>> Start

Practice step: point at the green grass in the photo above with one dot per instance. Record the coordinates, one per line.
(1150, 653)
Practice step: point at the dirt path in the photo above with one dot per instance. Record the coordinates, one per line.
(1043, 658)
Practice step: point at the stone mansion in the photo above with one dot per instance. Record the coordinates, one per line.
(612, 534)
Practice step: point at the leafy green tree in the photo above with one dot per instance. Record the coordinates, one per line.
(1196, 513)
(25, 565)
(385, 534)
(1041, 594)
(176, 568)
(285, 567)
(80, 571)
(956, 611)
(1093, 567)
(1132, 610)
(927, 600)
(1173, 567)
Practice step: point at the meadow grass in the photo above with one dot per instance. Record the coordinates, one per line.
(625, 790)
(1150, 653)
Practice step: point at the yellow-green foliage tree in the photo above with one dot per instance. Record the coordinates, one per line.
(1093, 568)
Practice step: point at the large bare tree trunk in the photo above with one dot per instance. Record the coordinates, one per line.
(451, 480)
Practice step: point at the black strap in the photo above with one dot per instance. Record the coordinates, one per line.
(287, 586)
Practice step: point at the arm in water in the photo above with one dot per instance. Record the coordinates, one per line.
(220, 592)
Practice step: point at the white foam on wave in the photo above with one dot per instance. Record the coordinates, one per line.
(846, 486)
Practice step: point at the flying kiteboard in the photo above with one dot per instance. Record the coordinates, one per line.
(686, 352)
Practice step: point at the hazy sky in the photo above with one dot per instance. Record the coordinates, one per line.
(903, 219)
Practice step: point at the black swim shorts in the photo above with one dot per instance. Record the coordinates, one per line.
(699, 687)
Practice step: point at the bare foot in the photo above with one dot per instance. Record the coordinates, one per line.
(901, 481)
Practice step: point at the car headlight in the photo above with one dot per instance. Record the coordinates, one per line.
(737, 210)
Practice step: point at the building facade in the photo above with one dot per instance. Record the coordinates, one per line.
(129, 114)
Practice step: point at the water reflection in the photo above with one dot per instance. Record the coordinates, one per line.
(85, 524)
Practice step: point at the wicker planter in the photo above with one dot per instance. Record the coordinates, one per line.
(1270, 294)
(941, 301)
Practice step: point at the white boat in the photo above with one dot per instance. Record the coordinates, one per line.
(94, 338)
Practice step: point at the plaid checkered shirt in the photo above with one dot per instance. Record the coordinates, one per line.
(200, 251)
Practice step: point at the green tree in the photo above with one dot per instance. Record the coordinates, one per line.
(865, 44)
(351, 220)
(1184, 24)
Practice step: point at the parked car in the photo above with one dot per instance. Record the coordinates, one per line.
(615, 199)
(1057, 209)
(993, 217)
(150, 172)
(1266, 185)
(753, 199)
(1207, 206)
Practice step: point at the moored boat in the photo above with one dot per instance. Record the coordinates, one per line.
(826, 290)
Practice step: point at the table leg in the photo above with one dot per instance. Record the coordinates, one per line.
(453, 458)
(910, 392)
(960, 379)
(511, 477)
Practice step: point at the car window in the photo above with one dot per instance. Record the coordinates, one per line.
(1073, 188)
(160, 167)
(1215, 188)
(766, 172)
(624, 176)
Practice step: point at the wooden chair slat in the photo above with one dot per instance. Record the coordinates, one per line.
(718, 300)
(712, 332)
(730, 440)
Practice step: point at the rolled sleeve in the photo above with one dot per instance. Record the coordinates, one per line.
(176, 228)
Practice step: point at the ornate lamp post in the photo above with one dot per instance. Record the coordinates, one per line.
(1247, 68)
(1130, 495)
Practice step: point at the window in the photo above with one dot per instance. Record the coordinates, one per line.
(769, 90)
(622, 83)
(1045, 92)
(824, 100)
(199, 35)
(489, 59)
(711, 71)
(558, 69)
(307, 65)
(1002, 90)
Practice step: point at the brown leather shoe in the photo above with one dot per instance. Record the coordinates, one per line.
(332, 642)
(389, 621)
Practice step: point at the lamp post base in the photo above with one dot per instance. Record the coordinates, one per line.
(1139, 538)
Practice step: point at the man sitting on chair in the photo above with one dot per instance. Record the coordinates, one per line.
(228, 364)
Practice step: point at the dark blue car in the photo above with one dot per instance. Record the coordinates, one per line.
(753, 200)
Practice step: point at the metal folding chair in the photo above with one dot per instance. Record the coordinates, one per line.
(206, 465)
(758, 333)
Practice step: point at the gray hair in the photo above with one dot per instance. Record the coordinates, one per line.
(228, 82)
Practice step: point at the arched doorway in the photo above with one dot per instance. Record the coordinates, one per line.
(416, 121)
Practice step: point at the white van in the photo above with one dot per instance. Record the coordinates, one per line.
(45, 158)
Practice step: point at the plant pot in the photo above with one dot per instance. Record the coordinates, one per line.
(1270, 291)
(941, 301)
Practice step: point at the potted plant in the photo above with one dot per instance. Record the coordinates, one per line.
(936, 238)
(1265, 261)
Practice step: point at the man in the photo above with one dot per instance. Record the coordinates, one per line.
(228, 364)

>> End

- [Exercise directions]: Exactly reproduce every record.

- [Right answer]:
Practice step: point at the green grass in the photo above with one dot per instance. Record the coordinates, one per line.
(1150, 653)
Practice step: point at the dirt path in the photo above with one dot per instance. Record the coordinates, one per line.
(1043, 658)
Practice step: point at the stone mansion in the photo above with one dot per instance. Record the coordinates, one per line.
(612, 534)
Practice step: point at the leafy green tree in the photo above with one dot per instance. Record the coordinates, one per line.
(1196, 513)
(25, 565)
(385, 534)
(1041, 594)
(176, 568)
(285, 567)
(80, 571)
(956, 611)
(1093, 567)
(1132, 610)
(927, 600)
(1173, 567)
Practice step: point at the meadow grass in the photo above with one dot per instance. Record the coordinates, one per line.
(625, 790)
(1150, 653)
Practice step: point at the yellow-green foliage tree in the photo above with one dot per instance. Record the coordinates, one per line.
(1093, 568)
Practice step: point at the large bare tree trunk in the photo above with one dot per instance. Record the coordinates, one per line.
(451, 480)
Practice step: point at the black strap in the photo above with one dot per instance. Record the coordinates, one per line.
(287, 586)
Practice step: point at the arm in water in the photo above with one dot per instance. Record the coordinates, one per line.
(220, 592)
Practice step: point at the white foam on wave in the photo above with one dot per instance. Record the coordinates, one per line.
(846, 486)
Practice step: point at the flying kiteboard in the photo above with one dot per instance. Record the coordinates, one per line.
(686, 352)
Practice step: point at the hazy sky in the photo above with one dot per instance. Record the coordinates, one per line.
(903, 219)
Practice step: point at the black swim shorts in the photo above with one dot per instance. Record the coordinates, one per line.
(699, 687)
Practice step: point at the bare foot in the photo above with one dot per instance. Record the coordinates, one per line.
(901, 481)
Practice step: point at the car headlight in the photo above with one dot per instance. Record the coordinates, one per line.
(737, 210)
Practice step: point at the building facade in the photo above with one dot per instance. Record the coordinates, one per line.
(129, 114)
Practice step: point at the water reflection in the photo above with one dot per instance. Record the coordinates, one per line.
(85, 524)
Practice step: point at the wicker planter in the photo above with one dot per instance. Record the coordinates, one per line.
(1270, 294)
(941, 301)
Practice step: point at the white boat in the photo above with one dot per instance. Record the coordinates, one per line.
(94, 338)
Practice step: point at the plaid checkered shirt in the photo above with one dot per instance. Record the coordinates, one per line.
(200, 251)
Practice step: point at the green tree in the photo above with one dot per instance. Record the coordinates, one per line.
(865, 44)
(351, 220)
(1184, 24)
Practice step: point at the parked car in the photo above with one dot per instance. Record the coordinates, one per line.
(615, 199)
(1057, 209)
(993, 217)
(150, 172)
(1266, 185)
(753, 199)
(1207, 206)
Practice step: point at the moored boat in the photo above with one dot per instance. Record the coordinates, one per line.
(826, 290)
Practice step: point at the table leg in the photo above with one dot per instance. Record the coordinates, one per line.
(453, 458)
(910, 392)
(960, 379)
(511, 477)
Practice step: point at the car window in the photo above with one dot per instance. Record the coordinates, one per line.
(1073, 188)
(160, 167)
(1215, 188)
(766, 172)
(624, 176)
Practice step: point at the wooden chair slat in the photo above with one dot per instance. Record the coordinates, one per line.
(718, 300)
(712, 332)
(730, 440)
Practice step: point at the rolled sleeve in the photo above with one dot per instance. Record the coordinates, one per line.
(176, 228)
Practice step: point at the ornate lamp post in the photo above with one dot per instance. Record the coordinates, one per line.
(1247, 68)
(1130, 495)
Practice step: point at the window in the photo above with one dot per instance. Record the coordinates, one per line.
(769, 90)
(622, 83)
(1045, 92)
(824, 100)
(199, 35)
(489, 59)
(711, 71)
(558, 69)
(307, 65)
(1002, 90)
Practice step: point at the brown leather shoe in the photo above with one dot per instance. Record the coordinates, one per line.
(332, 642)
(389, 621)
Practice step: point at the lamp post base in the photo above with one dot per instance. Record the coordinates, one per line.
(1139, 538)
Practice step: point at the man sitting on chair in the photo above with one dot per instance. Record the coordinates, one per line.
(228, 364)
Practice step: point at the dark blue car in the photo above with one dot per instance. Record the coordinates, one per line.
(753, 200)
Practice step: point at the metal folding chair in the photo above with one dot per instance. Record the coordinates, one per line.
(206, 465)
(758, 333)
Practice step: point at the gray hair in the photo above with one dot per instance. Record the coordinates, one per line.
(228, 82)
Practice step: point at the arched doorway in the photo above with one dot per instance. Record the coordinates, one per line.
(416, 121)
Practice step: point at the white van in the photo above with one dot per instance. Record the coordinates, one per line.
(45, 158)
Practice step: point at the plant pot in the photo above with one dot per instance. Record the coordinates, one per line.
(1270, 291)
(941, 301)
Practice step: point at the potted plant in the photo above with one dot per instance. Record the coordinates, one per line.
(936, 238)
(1265, 261)
Practice step: point at the man in the photo above with one dot per instance. Record the coordinates, one per line.
(228, 364)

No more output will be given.